■ Requirement
Swap each "thickest part" in the lines below for "widest part" and write the lines out again, with nothing else altered.

## BEGIN

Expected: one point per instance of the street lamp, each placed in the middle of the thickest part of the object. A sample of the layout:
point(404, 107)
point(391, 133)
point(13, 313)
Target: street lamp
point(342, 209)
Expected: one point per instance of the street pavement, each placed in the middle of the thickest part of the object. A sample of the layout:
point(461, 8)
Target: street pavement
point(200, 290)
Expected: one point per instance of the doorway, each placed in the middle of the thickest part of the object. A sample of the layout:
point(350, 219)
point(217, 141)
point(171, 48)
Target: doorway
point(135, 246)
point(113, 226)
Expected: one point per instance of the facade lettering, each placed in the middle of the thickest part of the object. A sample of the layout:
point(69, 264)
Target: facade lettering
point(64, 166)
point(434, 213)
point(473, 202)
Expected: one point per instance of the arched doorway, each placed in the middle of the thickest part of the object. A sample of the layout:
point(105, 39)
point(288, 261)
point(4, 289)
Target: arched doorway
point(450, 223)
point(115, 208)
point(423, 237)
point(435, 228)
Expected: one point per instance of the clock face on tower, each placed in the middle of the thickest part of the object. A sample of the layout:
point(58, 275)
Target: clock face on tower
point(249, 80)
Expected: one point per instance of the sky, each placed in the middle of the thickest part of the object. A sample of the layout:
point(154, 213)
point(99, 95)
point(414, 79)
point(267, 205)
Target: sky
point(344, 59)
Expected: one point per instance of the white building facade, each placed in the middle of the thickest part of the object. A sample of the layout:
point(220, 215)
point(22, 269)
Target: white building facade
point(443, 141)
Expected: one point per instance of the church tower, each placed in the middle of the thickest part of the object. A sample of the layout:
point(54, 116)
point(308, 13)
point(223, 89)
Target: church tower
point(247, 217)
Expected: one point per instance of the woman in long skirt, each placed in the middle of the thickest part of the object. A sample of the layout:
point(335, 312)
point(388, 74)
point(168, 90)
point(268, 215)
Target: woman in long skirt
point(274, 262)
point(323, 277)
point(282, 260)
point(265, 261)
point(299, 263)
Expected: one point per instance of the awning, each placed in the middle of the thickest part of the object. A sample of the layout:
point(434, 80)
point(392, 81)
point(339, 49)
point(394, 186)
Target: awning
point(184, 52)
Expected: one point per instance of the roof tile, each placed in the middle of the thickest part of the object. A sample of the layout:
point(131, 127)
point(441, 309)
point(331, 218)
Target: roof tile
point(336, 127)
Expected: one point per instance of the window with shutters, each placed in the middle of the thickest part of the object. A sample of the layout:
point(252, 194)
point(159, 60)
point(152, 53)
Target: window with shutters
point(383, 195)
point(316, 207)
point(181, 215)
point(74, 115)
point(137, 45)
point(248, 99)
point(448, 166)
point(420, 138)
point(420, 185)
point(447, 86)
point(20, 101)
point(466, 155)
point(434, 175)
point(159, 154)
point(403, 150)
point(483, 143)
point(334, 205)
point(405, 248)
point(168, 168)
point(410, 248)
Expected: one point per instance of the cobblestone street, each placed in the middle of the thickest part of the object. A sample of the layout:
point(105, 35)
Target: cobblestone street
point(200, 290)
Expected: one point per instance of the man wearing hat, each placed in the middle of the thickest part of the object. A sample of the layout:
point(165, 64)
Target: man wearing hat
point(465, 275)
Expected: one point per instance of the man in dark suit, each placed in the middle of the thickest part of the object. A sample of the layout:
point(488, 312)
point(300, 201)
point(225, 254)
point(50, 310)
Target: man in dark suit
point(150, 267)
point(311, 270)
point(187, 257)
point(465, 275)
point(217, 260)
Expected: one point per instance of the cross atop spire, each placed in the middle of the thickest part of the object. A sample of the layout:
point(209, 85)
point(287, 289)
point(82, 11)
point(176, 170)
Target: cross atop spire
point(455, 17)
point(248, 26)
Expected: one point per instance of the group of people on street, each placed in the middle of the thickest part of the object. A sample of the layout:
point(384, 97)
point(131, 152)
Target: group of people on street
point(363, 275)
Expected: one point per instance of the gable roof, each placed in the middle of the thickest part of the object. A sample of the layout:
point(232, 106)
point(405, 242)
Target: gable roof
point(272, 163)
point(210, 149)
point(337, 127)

## END

■ Solution
Expected: one point per instance of the street lamp, each placed in the middle of the widest part of the object. A sample of the layout:
point(404, 107)
point(391, 133)
point(13, 313)
Target: street lamp
point(342, 209)
Expected: one point per instance of the street pavement, each placed in the middle of the widest part of the object. A sample of the layout:
point(461, 8)
Target: street pavement
point(200, 290)
Expected: one point per instance of the doorway, each placed in the middle of the widest part of the object. A sample of the layout:
point(350, 219)
point(217, 141)
point(171, 48)
Target: doorway
point(135, 246)
point(113, 226)
Expected: one point per instance of the facade lettering, each placed in the middle of the widest part of the object. A sample of the layout:
point(69, 264)
Target: facade lettering
point(64, 166)
point(434, 213)
point(473, 202)
Expected: one point per instance of the arched doorway, each placed in the middle of the widest part of the object. A sample of the layout:
point(105, 39)
point(288, 261)
point(4, 289)
Target: arched doorway
point(450, 223)
point(115, 208)
point(423, 237)
point(435, 228)
Expected: one point per instance of the clock face on tower, each placed in the middle of the widest part of the object. A sample of the layout:
point(58, 275)
Target: clock face on tower
point(249, 80)
Expected: one point per instance of the sky, each placed in the middle of the widest part of the object. A sample of the layout:
point(154, 213)
point(99, 95)
point(414, 79)
point(267, 205)
Target: sky
point(344, 59)
Expected: one point per instance of the white building facade, each placed in the middle of the widest part of the object. A sample of the layout:
point(220, 215)
point(22, 269)
Target: white building facade
point(443, 141)
Expected: one point per instance of the church tower, each placed in the middle of the widest part of the object. A sample of the layout:
point(54, 116)
point(308, 13)
point(223, 89)
Target: church tower
point(247, 217)
Expected: one point per instance of the woman in long skirt, each placed in the middle of the widest part of the object. A sample of the layout:
point(335, 312)
point(388, 74)
point(168, 90)
point(268, 215)
Target: woman in long skirt
point(274, 262)
point(323, 277)
point(282, 260)
point(265, 261)
point(299, 263)
Expected: one point per instance of the awning, each placed in the middle of the widest part of the object. A sample of the layout:
point(434, 80)
point(392, 81)
point(339, 49)
point(394, 186)
Target: awning
point(184, 52)
Expected: one point per instance of the roof tile, each placed in the middle of the widest part of the object. A sample of the layout:
point(131, 127)
point(441, 309)
point(331, 218)
Target: roof tile
point(336, 127)
Expected: one point per instance of the window with shutters, each placed in the middle of the widest part of the object. A sample of the layout:
point(252, 194)
point(159, 60)
point(152, 53)
Target: window with shutters
point(383, 195)
point(316, 207)
point(181, 215)
point(74, 115)
point(137, 45)
point(248, 99)
point(448, 166)
point(420, 138)
point(420, 185)
point(447, 86)
point(20, 101)
point(466, 155)
point(434, 175)
point(159, 154)
point(403, 150)
point(483, 143)
point(334, 205)
point(405, 248)
point(168, 168)
point(410, 248)
Expected: one point per instance of the cobblestone street, each placed in the middle of the widest part of the object. A sample of the layout:
point(105, 35)
Target: cobblestone street
point(200, 290)
Expected: one point per instance of the man wearing hat, each placed in the middle of the widest part of the object. A sample of the layout:
point(165, 64)
Target: man wearing hat
point(465, 275)
Expected: one point per instance of the man in dark suit, each placed in the middle of the widest part of the object. A sample of the layout:
point(488, 312)
point(300, 201)
point(225, 254)
point(50, 310)
Target: man in dark suit
point(150, 267)
point(311, 270)
point(187, 257)
point(465, 275)
point(217, 260)
Expected: one point per instance of the cross atop spire, each placed in the middle of the widest part of the object. A sample of the layout:
point(209, 85)
point(287, 289)
point(82, 11)
point(176, 170)
Target: cross atop spire
point(455, 17)
point(248, 26)
Expected: one point per instance of the group of people on street, each placed in the middle of the widest part of the object. A sample of the layout:
point(384, 97)
point(131, 152)
Target: group of people on street
point(363, 275)
Expected: one point per instance of the gable roof, each placed in the middle of the widest part of the object. A sample of the layout:
point(232, 106)
point(405, 242)
Target: gable roof
point(272, 163)
point(210, 149)
point(337, 127)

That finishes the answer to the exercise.